WRITTEN PROBLEM —
Count the lines in the records that contain the string "ground". Reply with the number alone.

STORED DATA —

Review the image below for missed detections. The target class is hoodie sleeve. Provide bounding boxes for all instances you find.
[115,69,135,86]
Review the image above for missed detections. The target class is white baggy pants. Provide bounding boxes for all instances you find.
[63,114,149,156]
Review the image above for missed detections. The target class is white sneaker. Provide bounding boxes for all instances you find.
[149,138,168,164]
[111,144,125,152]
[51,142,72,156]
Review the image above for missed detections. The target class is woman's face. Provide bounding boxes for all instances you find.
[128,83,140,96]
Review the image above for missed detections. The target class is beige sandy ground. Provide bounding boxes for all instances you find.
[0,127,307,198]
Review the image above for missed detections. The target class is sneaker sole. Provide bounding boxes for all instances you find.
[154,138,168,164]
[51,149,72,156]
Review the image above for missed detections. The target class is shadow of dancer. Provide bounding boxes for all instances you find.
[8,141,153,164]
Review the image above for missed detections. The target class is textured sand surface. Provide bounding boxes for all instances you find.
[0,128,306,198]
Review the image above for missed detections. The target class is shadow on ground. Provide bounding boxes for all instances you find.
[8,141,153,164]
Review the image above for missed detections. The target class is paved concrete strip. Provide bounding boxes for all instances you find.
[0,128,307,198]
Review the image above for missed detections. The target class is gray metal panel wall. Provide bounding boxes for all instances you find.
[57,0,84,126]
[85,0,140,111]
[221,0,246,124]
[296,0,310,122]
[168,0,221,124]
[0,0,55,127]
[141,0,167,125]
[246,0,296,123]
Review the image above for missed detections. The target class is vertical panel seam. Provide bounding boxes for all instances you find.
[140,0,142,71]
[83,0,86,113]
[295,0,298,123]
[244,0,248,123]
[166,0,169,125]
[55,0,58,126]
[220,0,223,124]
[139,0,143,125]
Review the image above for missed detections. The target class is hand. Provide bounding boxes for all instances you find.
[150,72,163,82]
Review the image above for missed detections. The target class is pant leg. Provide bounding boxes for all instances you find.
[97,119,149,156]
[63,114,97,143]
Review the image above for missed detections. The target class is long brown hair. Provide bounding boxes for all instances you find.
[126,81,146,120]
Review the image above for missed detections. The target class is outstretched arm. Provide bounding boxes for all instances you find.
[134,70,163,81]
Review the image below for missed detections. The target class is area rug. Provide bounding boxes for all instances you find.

RESPONSE TO THE EXERCISE —
2